- [Work required] Every line of the data below should be written out word for word.

- [Stored data entries]
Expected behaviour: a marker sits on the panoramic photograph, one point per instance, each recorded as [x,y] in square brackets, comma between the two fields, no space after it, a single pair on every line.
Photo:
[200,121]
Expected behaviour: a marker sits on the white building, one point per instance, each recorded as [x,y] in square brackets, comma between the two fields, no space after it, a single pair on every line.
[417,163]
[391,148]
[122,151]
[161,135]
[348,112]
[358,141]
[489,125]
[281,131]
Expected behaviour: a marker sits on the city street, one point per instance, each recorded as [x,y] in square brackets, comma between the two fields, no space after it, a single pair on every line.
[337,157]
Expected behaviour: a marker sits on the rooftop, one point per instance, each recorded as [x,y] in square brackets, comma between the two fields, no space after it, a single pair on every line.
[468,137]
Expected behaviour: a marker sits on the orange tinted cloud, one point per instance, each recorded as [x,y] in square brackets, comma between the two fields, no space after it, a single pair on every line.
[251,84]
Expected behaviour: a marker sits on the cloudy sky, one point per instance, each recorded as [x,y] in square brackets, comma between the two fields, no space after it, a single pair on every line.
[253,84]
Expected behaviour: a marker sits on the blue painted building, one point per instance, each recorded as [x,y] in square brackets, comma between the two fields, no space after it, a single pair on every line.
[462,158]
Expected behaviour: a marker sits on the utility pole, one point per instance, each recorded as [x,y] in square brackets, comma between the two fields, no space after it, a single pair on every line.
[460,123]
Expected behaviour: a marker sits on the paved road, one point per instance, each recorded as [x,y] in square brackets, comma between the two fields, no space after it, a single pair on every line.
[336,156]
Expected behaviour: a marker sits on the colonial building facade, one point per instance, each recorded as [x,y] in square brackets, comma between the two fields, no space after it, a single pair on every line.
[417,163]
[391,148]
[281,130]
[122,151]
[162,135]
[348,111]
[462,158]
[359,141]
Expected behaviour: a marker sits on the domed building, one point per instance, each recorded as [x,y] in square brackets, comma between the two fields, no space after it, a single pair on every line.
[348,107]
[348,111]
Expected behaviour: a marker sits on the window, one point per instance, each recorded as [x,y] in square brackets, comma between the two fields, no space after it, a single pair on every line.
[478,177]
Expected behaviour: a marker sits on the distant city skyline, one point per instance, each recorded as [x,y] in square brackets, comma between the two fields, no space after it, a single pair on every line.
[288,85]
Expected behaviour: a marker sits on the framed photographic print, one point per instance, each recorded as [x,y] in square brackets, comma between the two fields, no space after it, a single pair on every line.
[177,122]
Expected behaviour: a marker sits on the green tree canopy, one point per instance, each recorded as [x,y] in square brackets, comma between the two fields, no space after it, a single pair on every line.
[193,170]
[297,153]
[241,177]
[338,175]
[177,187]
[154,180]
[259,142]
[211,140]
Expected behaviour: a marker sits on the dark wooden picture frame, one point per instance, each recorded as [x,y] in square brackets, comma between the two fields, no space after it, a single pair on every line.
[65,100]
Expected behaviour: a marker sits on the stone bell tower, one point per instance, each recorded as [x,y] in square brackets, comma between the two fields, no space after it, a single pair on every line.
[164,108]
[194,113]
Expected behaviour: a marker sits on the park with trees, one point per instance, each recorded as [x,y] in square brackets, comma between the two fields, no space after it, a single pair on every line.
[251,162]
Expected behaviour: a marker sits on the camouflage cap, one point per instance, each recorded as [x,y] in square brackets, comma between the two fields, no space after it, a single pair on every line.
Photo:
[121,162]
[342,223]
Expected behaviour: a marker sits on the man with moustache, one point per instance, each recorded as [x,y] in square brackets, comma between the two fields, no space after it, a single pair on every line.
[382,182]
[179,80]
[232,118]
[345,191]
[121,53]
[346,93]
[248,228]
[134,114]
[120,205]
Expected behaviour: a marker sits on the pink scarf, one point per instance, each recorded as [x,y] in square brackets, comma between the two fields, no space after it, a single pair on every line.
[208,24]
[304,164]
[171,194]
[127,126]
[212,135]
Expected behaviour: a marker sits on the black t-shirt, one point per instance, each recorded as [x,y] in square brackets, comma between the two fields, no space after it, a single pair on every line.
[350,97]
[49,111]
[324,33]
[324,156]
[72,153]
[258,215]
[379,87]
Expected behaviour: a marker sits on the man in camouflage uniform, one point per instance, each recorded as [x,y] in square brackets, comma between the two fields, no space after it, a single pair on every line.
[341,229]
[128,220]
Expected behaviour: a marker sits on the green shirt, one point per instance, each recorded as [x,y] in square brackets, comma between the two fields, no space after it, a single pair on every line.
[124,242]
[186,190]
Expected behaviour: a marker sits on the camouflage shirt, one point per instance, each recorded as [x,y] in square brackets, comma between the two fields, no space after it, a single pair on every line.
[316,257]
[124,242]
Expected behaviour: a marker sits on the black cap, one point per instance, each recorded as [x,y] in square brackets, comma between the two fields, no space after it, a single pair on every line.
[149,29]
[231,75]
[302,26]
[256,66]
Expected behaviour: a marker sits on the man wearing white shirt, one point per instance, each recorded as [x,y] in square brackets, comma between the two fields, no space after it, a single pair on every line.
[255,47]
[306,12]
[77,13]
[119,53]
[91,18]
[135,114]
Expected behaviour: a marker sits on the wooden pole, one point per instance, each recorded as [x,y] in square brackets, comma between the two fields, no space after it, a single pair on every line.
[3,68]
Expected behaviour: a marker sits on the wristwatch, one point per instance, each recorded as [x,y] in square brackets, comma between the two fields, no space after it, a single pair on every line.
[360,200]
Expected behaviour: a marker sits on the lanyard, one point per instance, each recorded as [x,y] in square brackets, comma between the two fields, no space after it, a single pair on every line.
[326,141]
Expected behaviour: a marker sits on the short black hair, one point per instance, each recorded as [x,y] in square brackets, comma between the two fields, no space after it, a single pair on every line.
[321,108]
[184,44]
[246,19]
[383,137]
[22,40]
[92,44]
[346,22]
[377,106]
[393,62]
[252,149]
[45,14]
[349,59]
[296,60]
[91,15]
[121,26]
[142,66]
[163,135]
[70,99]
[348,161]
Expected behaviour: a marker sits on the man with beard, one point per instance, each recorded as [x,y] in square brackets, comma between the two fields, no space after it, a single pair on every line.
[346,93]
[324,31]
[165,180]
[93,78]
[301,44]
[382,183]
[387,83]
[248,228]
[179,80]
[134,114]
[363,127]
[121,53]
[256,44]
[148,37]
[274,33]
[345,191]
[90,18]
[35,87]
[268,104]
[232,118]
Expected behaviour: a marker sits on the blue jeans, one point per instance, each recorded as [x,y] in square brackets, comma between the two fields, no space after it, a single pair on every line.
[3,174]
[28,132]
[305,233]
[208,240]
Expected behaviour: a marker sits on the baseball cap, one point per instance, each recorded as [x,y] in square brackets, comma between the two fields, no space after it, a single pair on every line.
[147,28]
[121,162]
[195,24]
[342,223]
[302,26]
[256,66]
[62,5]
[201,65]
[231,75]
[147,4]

- [Response to this task]
Expected behaviour: a marker sits on the panoramic photograph, one point per instance, each recorded as [x,y] in square brackets, comma between the two fields, no space after it, a single pair on every line.
Photo:
[200,121]
Expected behaviour: a marker sits on the white building, one point per instance, each recorded as [x,y] in square brackets, comma between the two fields, no space after it, a single pair on every line.
[417,163]
[391,148]
[122,151]
[161,135]
[348,112]
[358,141]
[489,125]
[281,131]
Expected behaviour: a marker sits on the city street, one point per instance, each recorded as [x,y] in square brackets, comma between the two fields, no space after it, a single pair on every line.
[337,157]
Expected behaviour: a marker sits on the rooftop, one point per instance, each recorded as [x,y] in square brackets, comma between the two fields, no space after it, a single pair on every line.
[468,137]
Expected behaviour: a marker sits on the orange tinted cloud, one point per instance, each recorded as [x,y] in square brackets, comma between the two fields, no space after it, a single pair on every line.
[251,84]
Expected behaviour: a marker sits on the cloudy sky, one point per instance, each recorded as [x,y] in square brackets, comma between the two fields, no space after it, a single pair on every line.
[253,84]
Expected behaviour: a marker sits on the blue painted building, one point per instance, each recorded as [x,y] in square brackets, comma between the two fields, no space after it, a single pair on every line.
[462,158]
Expected behaviour: a marker sits on the utility pole, one point per instance, each recorded as [x,y] in square brackets, comma between the two fields, no space after it, a single pair on every line.
[460,123]
Expected behaviour: a marker sits on the paved road, one point per instance, each recorded as [x,y] in square brackets, comma between the two fields, no space after it, a single pair on every line.
[336,156]
Expected behaviour: a marker sits on the colonial building facade, one point per instance, each recorded as [x,y] in square brackets, comma between the two fields, no space after it, a single pair on every line.
[417,163]
[391,148]
[281,130]
[122,151]
[162,135]
[348,111]
[462,158]
[359,141]
Expected behaviour: a marker sits on the domed building, one point per instance, each recorded as [x,y] in square brackets, comma between the two fields, no space after it, a single pair on every line.
[348,107]
[348,111]
Expected behaviour: a marker sits on the window, one point per instance, each recorded as [x,y] in square brackets, comma between the two fields, no space after it, a single pair on every line.
[478,177]
Expected behaviour: a marker sits on the distant city skyline, one point per instance, each recorded as [x,y] in square brackets, comma between the two fields, no space after it, a single pair on every line.
[288,85]
Expected behaviour: a marker sits on the framed photographic print, one point per instance, each recorded as [x,y] in square brackets, comma between the two fields, no space after it, a single pair on every line.
[177,122]
Expected behaviour: a marker sits on the green tree canopy, one point per instance, each recorded as [x,y] in square brackets, comma between the two fields, no space after it, a single pair on every line.
[193,170]
[297,153]
[241,177]
[338,175]
[177,187]
[154,180]
[259,142]
[211,140]
Expected behaviour: a marker sits on the dark wooden picture frame, one point per instance, each recorded as [x,y] in square brackets, comma between the two fields, no space after it, a single pair on every line.
[65,100]
Expected behaviour: a marker sits on the stone bell tower, one point per instance, each recorded as [x,y] in square brackets, comma between the two fields, no space after it, a single pair on every line.
[164,108]
[194,113]
Expected behaviour: a marker sits on the park with trees, one point per instance, each recorded as [x,y] in square brackets, comma between the two fields, no space after it, a single pair on every line.
[251,162]
Expected behaviour: a marker sits on the camouflage cap, one point per instance, each recorded as [x,y] in square brackets, comma between the two fields, no space after it, a single pair on every line.
Photo:
[121,162]
[342,223]
Expected behaviour: a marker sits on the man with moustache, one point per instance, each recorded as [x,y] in square brackets, comma between the two fields, no space after it, a single pair on every line.
[382,182]
[179,80]
[232,118]
[345,191]
[121,53]
[346,93]
[248,228]
[134,114]
[120,205]
Expected behaviour: a marker sits on the pink scarf, one point per instance, each recorded as [x,y] in square brackets, comma between the two fields, no space after it, a single pair on every line.
[208,24]
[304,164]
[171,194]
[127,126]
[212,135]
Expected behaviour: a marker sits on the black t-shirt, one point per instance, each recorded as [x,y] in square brackets, comma between the two fields, no space after it, a single pair on every line.
[350,97]
[49,111]
[324,33]
[324,156]
[72,153]
[258,215]
[379,87]
Expected behaviour: a marker sits on the man in camouflage uniform, one point per instance, each recorded as [x,y] in square brackets, comma between the two fields, no space after it, a single pair on every line.
[341,229]
[128,220]
Expected behaviour: a marker sits on the green shirt, one point per instance, each recorded as [x,y] in square brackets, comma between the two fields, no space after it, a single pair on every line.
[124,242]
[186,190]
Expected behaviour: a marker sits on the camouflage shirt, one point per instance, each recorded as [x,y] in square brackets, comma between the two fields, no space after it, a single pair on every line.
[316,257]
[124,242]
Expected behaviour: a marker sits on the black cap, one point per instance, each recorded as [x,y] in square brackets, comma between the two fields, no space after it, a single pair on every line.
[149,29]
[231,75]
[302,26]
[256,66]
Expected behaviour: a marker sits on the man wearing white shirt, one point per instance, each recorded as [x,y] in square brackets, comma between the two fields, no space after it, a single pair on every line.
[255,47]
[306,12]
[77,13]
[119,53]
[91,18]
[135,114]
Expected behaviour: a marker sits on the wooden pole, one point per instance, each recorded as [x,y] in square brackets, comma between the two fields, no space after it, a single pair on every line.
[3,68]
Expected behaviour: a marker sits on the wristwatch, one point per instance, each recorded as [x,y] in square brackets, comma between the two fields, no space after it, a single pair on every line.
[360,200]
Expected behaviour: a marker sits on the lanyard, one point per instance, each recorded as [x,y] in square brackets, comma between the two fields, no space after it, a single pair on every line.
[326,141]
Expected behaviour: a marker sits on the short black hair, one point per instance, each recorded as [x,y] in square brackets, comma between the two fields, no space after it, a single pair on every line.
[321,108]
[184,44]
[246,19]
[383,137]
[22,40]
[92,44]
[346,22]
[377,106]
[393,62]
[252,149]
[45,14]
[349,59]
[296,60]
[91,15]
[121,26]
[142,66]
[163,135]
[70,99]
[348,161]
Expected behaviour: a marker sits on the man with beard, one point per instance, each recorded as [x,y] in square brackets, comma between the two fields, no space after it, a single pair on every line.
[346,93]
[324,31]
[165,180]
[93,78]
[301,44]
[382,183]
[387,83]
[248,228]
[179,80]
[134,114]
[363,127]
[121,53]
[256,44]
[148,37]
[274,33]
[345,191]
[90,18]
[35,87]
[268,104]
[232,118]
Expected behaviour: a marker sits on the blue jeans, one point per instance, each recorded as [x,y] in square brackets, comma between the two fields, no space after it, a single pair on every line.
[3,174]
[28,132]
[305,233]
[208,240]
Expected behaviour: a marker sits on the baseball cap, one point per instance, each recorded as [x,y] in square brackets, comma between the two fields, no space after it, a single pair on every line.
[147,28]
[121,162]
[195,24]
[342,223]
[302,26]
[256,66]
[62,5]
[201,65]
[231,75]
[147,4]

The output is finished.